Reprinted with permission from the Houston County News, La Crescent, Minn., August 21, 2003

By Oliver Kiss, WPI ’03
reporter/editor
Szabadság, Cluj-Napoca, Romania

You might figure that somebody from Transylvania would have a different take on the United States.

Good guess.

No, I am not talking about the Transylvania which only exists in the movies. I mean the real one. Transylvania is a real place, a province in Romania, and there never have been vampires there.

Vlad Tepes lived in the state called Wallachia, located south of Transylvania. “Dracula” means “Son of a Dragon.” Vlad senior received the name because he was part of the order of the Dragon. That is it. The rest is a story.

Transylvania used to be part of Austria-Hungary, but became part of Romania after World War I. Treaties signed after World War I were extremely harsh on Hungary. She lost two-thirds of her territory, and half of her total population, as borders were redrawn. Add to this the loss of up to 90% of vast natural resources and other infrastructure. This was done to a nation with borders that were established over a thousand years earlier (896 A.D.) and one that lost countless lives defending the rest of Europe from numerous invasions from the Mongolian Tatars and the Ottoman Turks.

For people in Transylvania, and Eastern Europe, history is extremely powerful. Some Americans simply don't understand why we're so attached to the past.

Some hundreds of years ago, the Hungarians lost a war to the Austrians. The Austrian soldiers drank gallons of beer and they cheered with it. The Hungarians swore not to do that for 150 years. I remember we were not supposed to cheer with beer until only a few years ago. Can you imagine?

I was surprised to see many things here in the United States. It’s my second time in this country, but I am still amazed how slow people drive. I know, a lot of accidents and all that. In Transylvania our driving style is simple: pedal to the metal.

You don't have to worry about getting a ticket since you can always bribe the police officer. Because he earns not more than $150 a month, you have an easy job knocking him out with $5.

I was driving around with (Houston County News editor) Tom van der Linden the other day in La Crescent and I noticed all those American flags.

In my town, Cluj, we have flags, too. The Romanian ones I mean. But we also have an ultra-nationalist Romanian mayor who hates ethnic Hungarians (like me) and wants to prove that Kolozsvar has always been Romania, not part of Hungary. We tease him by saying, “You know, mister mayor, you put up so many flags in the center of the town, it really looks like the Romanians just occupied the city.” He would get really mad. I know that here it is about something else. You don't have to prove to anybody who was here first.

LISTED ENTRIES —
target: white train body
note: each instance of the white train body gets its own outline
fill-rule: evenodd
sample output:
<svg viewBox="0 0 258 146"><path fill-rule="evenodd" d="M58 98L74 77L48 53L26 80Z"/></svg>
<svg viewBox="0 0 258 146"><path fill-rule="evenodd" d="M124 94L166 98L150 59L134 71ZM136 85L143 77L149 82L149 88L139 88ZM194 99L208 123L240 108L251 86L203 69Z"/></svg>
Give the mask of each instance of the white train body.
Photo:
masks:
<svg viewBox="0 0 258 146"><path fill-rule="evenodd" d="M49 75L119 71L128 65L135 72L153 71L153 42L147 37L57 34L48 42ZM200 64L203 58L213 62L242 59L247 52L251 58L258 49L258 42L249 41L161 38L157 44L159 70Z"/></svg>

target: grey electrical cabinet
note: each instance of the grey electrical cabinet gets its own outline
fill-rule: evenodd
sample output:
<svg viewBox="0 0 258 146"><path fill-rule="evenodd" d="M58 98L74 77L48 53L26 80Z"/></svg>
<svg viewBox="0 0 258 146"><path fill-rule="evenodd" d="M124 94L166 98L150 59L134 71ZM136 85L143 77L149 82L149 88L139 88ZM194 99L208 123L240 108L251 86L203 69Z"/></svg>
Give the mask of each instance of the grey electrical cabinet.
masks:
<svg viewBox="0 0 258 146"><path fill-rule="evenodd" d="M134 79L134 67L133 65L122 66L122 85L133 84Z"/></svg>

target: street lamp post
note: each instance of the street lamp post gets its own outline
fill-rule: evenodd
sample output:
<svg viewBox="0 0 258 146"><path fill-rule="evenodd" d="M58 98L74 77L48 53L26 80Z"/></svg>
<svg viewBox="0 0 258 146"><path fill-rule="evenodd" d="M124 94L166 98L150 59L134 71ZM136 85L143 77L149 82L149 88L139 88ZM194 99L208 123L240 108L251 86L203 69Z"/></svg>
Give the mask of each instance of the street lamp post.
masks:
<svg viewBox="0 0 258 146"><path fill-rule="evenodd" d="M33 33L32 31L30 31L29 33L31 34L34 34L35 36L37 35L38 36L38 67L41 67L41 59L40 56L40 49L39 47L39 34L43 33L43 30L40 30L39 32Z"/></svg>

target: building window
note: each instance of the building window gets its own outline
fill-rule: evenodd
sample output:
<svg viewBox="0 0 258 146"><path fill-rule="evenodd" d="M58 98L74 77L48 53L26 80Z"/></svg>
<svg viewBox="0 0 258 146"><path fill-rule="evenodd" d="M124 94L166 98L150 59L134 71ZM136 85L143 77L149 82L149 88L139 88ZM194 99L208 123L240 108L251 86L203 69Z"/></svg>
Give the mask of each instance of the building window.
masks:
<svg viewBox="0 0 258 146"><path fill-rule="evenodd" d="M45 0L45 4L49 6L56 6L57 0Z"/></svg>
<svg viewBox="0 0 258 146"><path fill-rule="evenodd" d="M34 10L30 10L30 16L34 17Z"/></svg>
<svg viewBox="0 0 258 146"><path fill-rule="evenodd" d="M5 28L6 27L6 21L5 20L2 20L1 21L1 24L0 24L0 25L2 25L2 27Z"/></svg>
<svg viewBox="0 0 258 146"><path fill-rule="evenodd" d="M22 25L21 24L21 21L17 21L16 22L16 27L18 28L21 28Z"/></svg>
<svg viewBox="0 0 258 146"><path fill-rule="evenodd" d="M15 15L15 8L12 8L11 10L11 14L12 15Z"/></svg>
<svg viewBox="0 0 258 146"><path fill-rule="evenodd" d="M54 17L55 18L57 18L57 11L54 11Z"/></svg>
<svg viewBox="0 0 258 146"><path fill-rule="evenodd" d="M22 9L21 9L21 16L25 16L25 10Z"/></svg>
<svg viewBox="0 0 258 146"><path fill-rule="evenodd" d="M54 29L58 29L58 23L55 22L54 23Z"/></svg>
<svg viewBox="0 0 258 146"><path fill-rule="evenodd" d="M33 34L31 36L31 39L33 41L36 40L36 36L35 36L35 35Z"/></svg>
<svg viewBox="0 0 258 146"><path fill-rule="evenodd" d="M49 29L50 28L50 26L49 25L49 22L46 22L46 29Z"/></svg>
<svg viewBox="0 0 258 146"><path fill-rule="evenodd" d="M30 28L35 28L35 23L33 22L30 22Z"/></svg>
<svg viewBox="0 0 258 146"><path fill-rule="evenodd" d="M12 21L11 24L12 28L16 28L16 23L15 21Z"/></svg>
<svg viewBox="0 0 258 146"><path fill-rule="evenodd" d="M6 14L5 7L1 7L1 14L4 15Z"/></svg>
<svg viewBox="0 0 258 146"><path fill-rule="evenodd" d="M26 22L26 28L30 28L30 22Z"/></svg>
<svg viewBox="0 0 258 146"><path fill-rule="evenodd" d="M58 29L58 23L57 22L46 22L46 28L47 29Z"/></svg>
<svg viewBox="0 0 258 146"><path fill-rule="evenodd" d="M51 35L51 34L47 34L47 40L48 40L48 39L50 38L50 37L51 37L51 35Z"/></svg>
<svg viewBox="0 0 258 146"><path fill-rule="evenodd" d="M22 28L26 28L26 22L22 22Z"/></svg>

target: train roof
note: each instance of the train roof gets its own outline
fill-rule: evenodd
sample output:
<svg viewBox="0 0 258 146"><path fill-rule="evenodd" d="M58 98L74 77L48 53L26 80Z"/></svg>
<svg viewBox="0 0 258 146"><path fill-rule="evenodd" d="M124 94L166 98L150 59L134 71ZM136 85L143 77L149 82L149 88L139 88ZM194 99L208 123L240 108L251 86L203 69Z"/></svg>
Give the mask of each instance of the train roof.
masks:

WORK TO DO —
A. From the article on Transylvania, list every person identified by both a first and a last name.
B. Transcribe the part of the article on Transylvania between "By Oliver Kiss, WPI" and "Good guess.", inclusive.
The records come from a different source than the article.

SOLUTIONS TO THE EXERCISE —
A. Oliver Kiss, Vlad Tepes, Tom van der Linden

B.
By Oliver Kiss, WPI ’03
reporter/editor
Szabadság, Cluj-Napoca, Romania

You might figure that somebody from Transylvania would have a different take on the United States.

Good guess.